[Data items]

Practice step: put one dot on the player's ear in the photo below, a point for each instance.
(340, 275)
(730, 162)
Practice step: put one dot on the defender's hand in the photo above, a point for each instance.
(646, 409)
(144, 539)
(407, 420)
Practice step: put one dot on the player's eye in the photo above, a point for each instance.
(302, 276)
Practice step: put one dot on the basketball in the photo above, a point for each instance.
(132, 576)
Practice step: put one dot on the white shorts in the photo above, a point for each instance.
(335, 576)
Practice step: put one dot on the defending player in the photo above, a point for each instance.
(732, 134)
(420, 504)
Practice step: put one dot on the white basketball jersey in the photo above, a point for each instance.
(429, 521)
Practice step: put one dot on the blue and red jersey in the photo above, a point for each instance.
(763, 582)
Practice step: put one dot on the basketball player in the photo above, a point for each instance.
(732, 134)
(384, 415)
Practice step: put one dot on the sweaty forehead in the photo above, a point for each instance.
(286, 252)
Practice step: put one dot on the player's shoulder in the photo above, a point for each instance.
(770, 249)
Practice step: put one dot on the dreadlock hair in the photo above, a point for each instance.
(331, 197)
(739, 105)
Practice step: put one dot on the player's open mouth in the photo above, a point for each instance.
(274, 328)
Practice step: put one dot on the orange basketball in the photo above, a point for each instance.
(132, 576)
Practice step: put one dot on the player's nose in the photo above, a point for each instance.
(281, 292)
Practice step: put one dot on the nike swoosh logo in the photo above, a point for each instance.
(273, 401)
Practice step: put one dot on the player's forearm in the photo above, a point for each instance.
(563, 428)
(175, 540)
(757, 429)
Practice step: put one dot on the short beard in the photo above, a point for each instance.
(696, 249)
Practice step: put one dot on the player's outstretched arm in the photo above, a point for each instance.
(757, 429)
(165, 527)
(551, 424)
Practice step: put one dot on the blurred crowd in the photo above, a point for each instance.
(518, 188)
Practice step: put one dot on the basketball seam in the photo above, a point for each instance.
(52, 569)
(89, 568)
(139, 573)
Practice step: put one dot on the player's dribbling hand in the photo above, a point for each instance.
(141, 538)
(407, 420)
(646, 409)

EXERCISE GOAL
Keep the wording exact. Give all of the records again.

EXPECTED OUTPUT
Practice step: put one dot on the player's ear in the photo below, a point for each instance.
(340, 275)
(730, 162)
Practice step: put one dot on the defender's hand in the photo above, a point for each instance.
(646, 409)
(144, 539)
(407, 420)
Practice step: put one dot on the player's eye in the photo above, a point for each instance.
(302, 276)
Practice step: put one dot on the basketball in the photo above, a point for each instance.
(132, 576)
Practice step: put one dot on the white shorts in the photo above, a point for each instance.
(335, 576)
Practice step: put one dot on the defending player in the photo above, a point for each instance.
(732, 134)
(420, 504)
Practice step: put one dot on the white basketball jersey in the photo above, a point for each instance.
(429, 521)
Practice step: put one dot on the blue and red jersey in the photo above, a point for each instance.
(763, 582)
Practice step: put one dot on the basketball player in the photo above, a point for each instance.
(732, 134)
(384, 415)
Practice step: put one dot on the sweaty forehead in the photo above, a point for each instance.
(286, 252)
Practice step: put one dot on the player's shoulder in the photo above, a point for each instance.
(770, 249)
Practice step: put one dot on the dreadlock hair in the photo above, a point for each instance.
(331, 197)
(739, 105)
Practice step: put one dot on the player's open mouth in the photo above, a point for each instance.
(274, 328)
Practice step: put one dot on the orange basketball in the photo above, a point for each instance.
(132, 576)
Practice step: put one dot on the player's nose in the photo above, a point for each instance.
(281, 292)
Practice step: put one dot on the nike swoosh logo in the photo above, a point for each instance.
(273, 401)
Practice step: put one dot on the player's forearm in the photo above, a point for each instance.
(563, 428)
(175, 540)
(757, 429)
Practice step: put one dot on the short beard in the photo above, a point for each instance.
(696, 249)
Practice step: put one dot on the player's outstretched arm in the photo above, a point for each instance.
(757, 429)
(165, 527)
(551, 424)
Practice step: put one dot on the blurred crowd in the photo above, a point for each instance.
(518, 188)
Practice step: put one dot on the basketball seam in the photo above, a point for each instance.
(52, 569)
(89, 568)
(139, 573)
Practice step: put one dot on the player's dribbling hand in the photo above, a point for each instance.
(141, 538)
(407, 420)
(646, 409)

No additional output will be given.